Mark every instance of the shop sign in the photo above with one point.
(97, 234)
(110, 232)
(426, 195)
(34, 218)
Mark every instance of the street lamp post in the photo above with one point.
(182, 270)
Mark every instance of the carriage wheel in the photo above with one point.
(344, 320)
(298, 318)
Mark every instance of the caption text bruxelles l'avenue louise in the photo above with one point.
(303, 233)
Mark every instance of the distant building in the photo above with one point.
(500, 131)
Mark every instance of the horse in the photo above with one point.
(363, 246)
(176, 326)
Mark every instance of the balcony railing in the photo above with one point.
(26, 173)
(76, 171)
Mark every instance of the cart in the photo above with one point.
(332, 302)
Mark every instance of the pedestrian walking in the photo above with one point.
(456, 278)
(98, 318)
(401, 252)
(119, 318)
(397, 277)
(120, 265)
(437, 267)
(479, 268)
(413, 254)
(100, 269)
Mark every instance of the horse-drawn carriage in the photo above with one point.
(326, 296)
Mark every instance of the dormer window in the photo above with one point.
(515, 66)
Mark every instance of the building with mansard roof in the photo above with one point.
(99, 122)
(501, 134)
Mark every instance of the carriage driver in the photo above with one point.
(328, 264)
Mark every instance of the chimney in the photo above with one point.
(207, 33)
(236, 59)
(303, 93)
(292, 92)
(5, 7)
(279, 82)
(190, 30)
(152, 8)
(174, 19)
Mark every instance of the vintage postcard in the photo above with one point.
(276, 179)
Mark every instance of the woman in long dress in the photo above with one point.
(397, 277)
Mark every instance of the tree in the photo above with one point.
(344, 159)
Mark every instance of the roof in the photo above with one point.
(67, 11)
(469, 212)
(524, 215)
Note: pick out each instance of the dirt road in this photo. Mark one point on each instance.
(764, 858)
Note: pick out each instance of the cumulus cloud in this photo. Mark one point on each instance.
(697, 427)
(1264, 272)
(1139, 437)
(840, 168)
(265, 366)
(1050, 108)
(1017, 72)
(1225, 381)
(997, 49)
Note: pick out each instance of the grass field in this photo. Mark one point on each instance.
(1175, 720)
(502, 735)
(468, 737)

━━━━━━

# Directions
Repeat everything in the listing above exactly.

# Exercise response
Mark every instance of the shop sign in the photo above with one point.
(97, 234)
(110, 232)
(426, 195)
(34, 218)
Mark every instance of the street lamp post in the photo above with one point.
(182, 270)
Mark every instance of the carriage wheel in the photo above with one point.
(344, 320)
(298, 318)
Mark every instance of the caption text bruxelles l'avenue louise in the photo above with one point.
(303, 233)
Mark every instance of the distant building in the photo above with one point.
(500, 131)
Mark every instance of the horse in the photo above with one point.
(363, 246)
(176, 326)
Mark every instance of the balcony railing in the photo above with one point.
(26, 173)
(76, 171)
Mark every instance of the cart in the photo above with one point.
(332, 302)
Mark every instance of the pedestrian walking in the photo above with one point.
(456, 278)
(98, 318)
(401, 252)
(119, 318)
(397, 277)
(120, 265)
(437, 267)
(479, 268)
(413, 254)
(100, 269)
Mark every instance of the horse-drawn carriage in the photo above with one point.
(326, 296)
Mark every instance of the dormer window in the photo above with one point.
(515, 66)
Mark every instance of the building with mansard roof in the photo above with one point.
(99, 122)
(501, 134)
Mark every instance of the carriage driver in the photo above with one point.
(328, 264)
Mark every instance of the chimney in the photo above with one point.
(207, 33)
(236, 59)
(303, 93)
(292, 92)
(5, 7)
(279, 82)
(190, 30)
(152, 8)
(174, 19)
Mark every instance of the vintage postcard in the photo above with one point.
(276, 179)
Mark every instance of the woman in long dress in the photo above with one point.
(397, 277)
Mark every instance of the tree in the photo above with one point.
(344, 159)
Mark every instance of the roof in the photo above with one point.
(67, 11)
(469, 212)
(524, 215)
Note: pick out each instance of the dirt road in this photo. Mark one point on each instance.
(764, 858)
Note: pick out each instance of the cumulus cloud in this photo. Mark one point on each instance.
(697, 427)
(1264, 272)
(1139, 437)
(840, 168)
(265, 366)
(1050, 108)
(1017, 72)
(1225, 381)
(997, 49)
Note: pick out each instance of the grass field in this photo. Mark one point on each instance.
(1175, 720)
(502, 735)
(468, 737)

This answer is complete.